----- DATA EXTRACT

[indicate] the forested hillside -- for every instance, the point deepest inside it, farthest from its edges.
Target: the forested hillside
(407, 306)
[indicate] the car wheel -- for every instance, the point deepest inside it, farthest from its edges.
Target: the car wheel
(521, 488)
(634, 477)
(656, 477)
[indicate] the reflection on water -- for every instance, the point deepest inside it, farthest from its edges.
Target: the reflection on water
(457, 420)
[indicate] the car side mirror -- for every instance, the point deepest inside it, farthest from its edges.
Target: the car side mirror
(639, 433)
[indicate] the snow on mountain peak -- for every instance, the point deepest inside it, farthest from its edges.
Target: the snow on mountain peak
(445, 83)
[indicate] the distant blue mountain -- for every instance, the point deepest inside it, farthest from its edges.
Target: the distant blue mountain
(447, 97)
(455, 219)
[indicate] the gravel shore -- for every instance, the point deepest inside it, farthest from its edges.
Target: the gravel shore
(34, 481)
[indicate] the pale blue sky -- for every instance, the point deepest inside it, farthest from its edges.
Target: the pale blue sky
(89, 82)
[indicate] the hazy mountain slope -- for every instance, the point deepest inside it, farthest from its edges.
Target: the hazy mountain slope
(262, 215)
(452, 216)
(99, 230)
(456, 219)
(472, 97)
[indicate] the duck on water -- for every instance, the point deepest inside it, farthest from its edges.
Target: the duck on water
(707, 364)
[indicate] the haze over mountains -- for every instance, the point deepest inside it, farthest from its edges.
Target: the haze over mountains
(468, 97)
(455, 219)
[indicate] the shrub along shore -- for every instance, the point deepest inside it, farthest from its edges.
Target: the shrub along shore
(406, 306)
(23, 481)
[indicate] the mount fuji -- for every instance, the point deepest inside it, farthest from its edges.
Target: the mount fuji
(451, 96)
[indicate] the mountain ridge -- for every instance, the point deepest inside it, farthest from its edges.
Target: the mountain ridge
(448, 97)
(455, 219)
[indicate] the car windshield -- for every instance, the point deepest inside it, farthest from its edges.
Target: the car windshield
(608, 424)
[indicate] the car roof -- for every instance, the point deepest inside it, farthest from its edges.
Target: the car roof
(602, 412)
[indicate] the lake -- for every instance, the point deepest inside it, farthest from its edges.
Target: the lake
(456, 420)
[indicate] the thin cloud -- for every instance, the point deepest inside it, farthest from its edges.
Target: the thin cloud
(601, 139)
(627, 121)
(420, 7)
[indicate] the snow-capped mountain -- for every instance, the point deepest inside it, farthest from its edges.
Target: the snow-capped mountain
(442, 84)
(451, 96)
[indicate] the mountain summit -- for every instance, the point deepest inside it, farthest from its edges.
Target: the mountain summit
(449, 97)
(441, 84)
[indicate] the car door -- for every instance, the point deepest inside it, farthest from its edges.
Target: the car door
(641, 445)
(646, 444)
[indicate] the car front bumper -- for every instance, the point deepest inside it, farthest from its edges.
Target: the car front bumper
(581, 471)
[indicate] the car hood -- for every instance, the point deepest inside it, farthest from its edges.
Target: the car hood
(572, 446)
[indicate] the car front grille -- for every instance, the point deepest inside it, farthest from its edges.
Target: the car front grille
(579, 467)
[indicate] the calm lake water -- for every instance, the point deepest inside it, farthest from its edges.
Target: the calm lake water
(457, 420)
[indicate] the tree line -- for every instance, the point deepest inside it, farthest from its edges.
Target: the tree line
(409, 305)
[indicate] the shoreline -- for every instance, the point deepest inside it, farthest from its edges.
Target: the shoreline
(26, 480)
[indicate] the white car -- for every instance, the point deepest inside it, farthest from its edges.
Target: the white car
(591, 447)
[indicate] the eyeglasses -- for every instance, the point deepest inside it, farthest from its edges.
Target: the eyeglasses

----------

EXERCISE: From the records above, repeat exactly the lines from the one with "Target: the car front grille" through the one with "[indicate] the white", both included.

OUTPUT FOR THIS TASK:
Target: the car front grille
(579, 467)
[indicate] the calm lake water -- for every instance, the point deepest inside it, farthest from its edges.
Target: the calm lake water
(457, 420)
[indicate] the tree line -- for every instance, the point deepest inside it, farthest from its edges.
Target: the tree line
(409, 305)
[indicate] the shoreline -- for every instance, the point deepest inside it, farthest from its edges.
Target: the shoreline
(26, 480)
[indicate] the white car -- for every instance, the point deepest inside it, farthest from its edges.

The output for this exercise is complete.